● Texte étudié:
--------------------

Pierre Bentata : Avant toute chose, il convient de se méfier dès qu'un propos use de l'épithèse "néolibéral, parce que ce terme, utilisé par tous les détracteurs du libéralisme et du marché, n'a aucun sens et ne leur sert qu'à dissocier les bienfaits du libéralisme et de ces éventuels défauts. Autrement dit, tout propos critiquant le néolibéralisme est nécessairement idéologique et politique, donc peu crédible. 

M. Pigasse ne fait pas exception lorsqu'il évoque le "triptyque: mondialisation, baisse du rôle de l'état et recul de la protection sociale". La mondialisation, que beaucoup fustigent aujourd'hui, signifie simplement que toutes les personnes du monde, où qu'elles se trouvent, participent à une activité économique devenue globale. La mondialisation pourrait se résumer à une lutte collective et décentralisée contre la pauvreté, dont les résultats sont miraculeux. Depuis l'essor de la mondialisation, dans les années 1960, la mondialisation a permis à près de 1 milliard de personnes de sortir de l'extrême pauvreté, soit 138 mille personnes tous les jours. Ceux qui critiquent la mondialisation ou pire encore, souhaitent sa fin, feraient bien de regarder les chiffres et d'apprendre un peu d'histoire. 

Par ailleurs, rien ne permet d'affirmer que le rôle des Etats est en recul. Il n'y a qu'à observer la croissance de la dette publique, ou mieux encore, l'inflation réglementaire et législative qui caractérise nos sociétés. L'Etat est partout; il n'existe plus une seule composante de nos vies qui ne soit régie ou du moins encadrée par des lois, des normes, des décrets. S'il est une certitude, c'est bien que l'Etat est parvenu à s'immiscer partout, au motif qu'il se présente comme l'assureur de tous les risques et de tous les maux, et le garant de la sécurité de tous. 

Et c'est bien là le problème. L'inefficacité des Etats providence occidentaux tient justement au fait qu'ils assument trop de fonctions différentes et contradictoires. Impossible d'assurer la sécurité et de promouvoir la liberté en même temps; impossible d'encourager la croissance tout en luttant contre les inégalités de revenus; impossible d'inciter les entrepreneurs à innover tout en garantissant un risque zéro. Ce que ne comprennent pas les étatistes comme M. Pigasse, c'est que l'omniprésence de l'Etat constitue la cause de son inefficacité et de sa perte de légitimité. La crise actuelle le démontre. Si l'Etat s'est trouvé dépourvu au début de l'épidémie, et incapable ensuite de réagir, c'est parce qu'il était déjà surendetté, empêtré dans une bureaucratie trop lourde et coincé par des objectifs inconciliables.

--------------------

● Liste:

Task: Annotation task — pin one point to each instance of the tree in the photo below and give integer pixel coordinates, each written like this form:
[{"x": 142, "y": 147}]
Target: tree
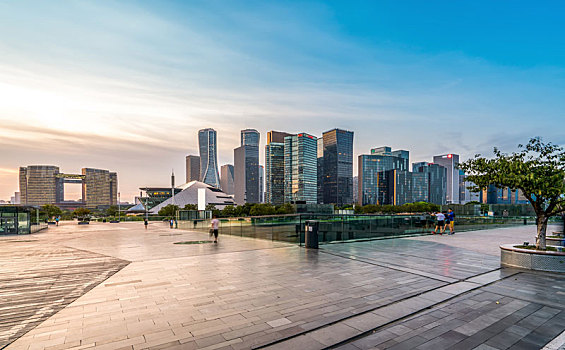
[
  {"x": 537, "y": 169},
  {"x": 112, "y": 210},
  {"x": 168, "y": 211},
  {"x": 51, "y": 210},
  {"x": 191, "y": 207},
  {"x": 81, "y": 212}
]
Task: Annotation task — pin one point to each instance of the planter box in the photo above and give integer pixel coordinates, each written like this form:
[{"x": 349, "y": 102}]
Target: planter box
[{"x": 532, "y": 259}]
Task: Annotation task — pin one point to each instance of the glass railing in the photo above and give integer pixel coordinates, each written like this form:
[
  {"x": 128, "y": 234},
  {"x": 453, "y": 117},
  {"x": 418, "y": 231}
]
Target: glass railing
[{"x": 336, "y": 228}]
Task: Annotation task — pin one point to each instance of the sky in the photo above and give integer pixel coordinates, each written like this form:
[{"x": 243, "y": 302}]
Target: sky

--------------------

● Exercices écrits:
• a. Indiquez si chacun des énoncés suivants concorde avec le texte sur la mondialisation et l'État, en citant à l'appui les mots décisifs du texte : (i) la mondialisation a permis à près de 1 milliard de personnes de sortir de l'extrême pauvreté ; (ii) le rôle des États est en recul ; (iii) il est possible d'assurer la sécurité et de promouvoir la liberté en même temps.
• b. Recopiez fidèlement le passage du texte sur la mondialisation et l'État compris entre « Et c'est bien » et « des objectifs inconciliables. », bornes incluses.

● Corrigés des exercices:
• a.
(i) Oui : « la mondialisation a permis à près de 1 milliard de personnes de sortir de l'extrême pauvreté ».
(ii) Non : « rien ne permet d'affirmer que le rôle des Etats est en recul ».
(iii) Non : « Impossible d'assurer la sécurité et de promouvoir la liberté en même temps ».

• b.
Et c'est bien là le problème. L'inefficacité des Etats providence occidentaux tient justement au fait qu'ils assument trop de fonctions différentes et contradictoires. Impossible d'assurer la sécurité et de promouvoir la liberté en même temps; impossible d'encourager la croissance tout en luttant contre les inégalités de revenus; impossible d'inciter les entrepreneurs à innover tout en garantissant un risque zéro. Ce que ne comprennent pas les étatistes comme M. Pigasse, c'est que l'omniprésence de l'Etat constitue la cause de son inefficacité et de sa perte de légitimité. La crise actuelle le démontre. Si l'Etat s'est trouvé dépourvu au début de l'épidémie, et incapable ensuite de réagir, c'est parce qu'il était déjà surendetté, empêtré dans une bureaucratie trop lourde et coincé par des objectifs inconciliables.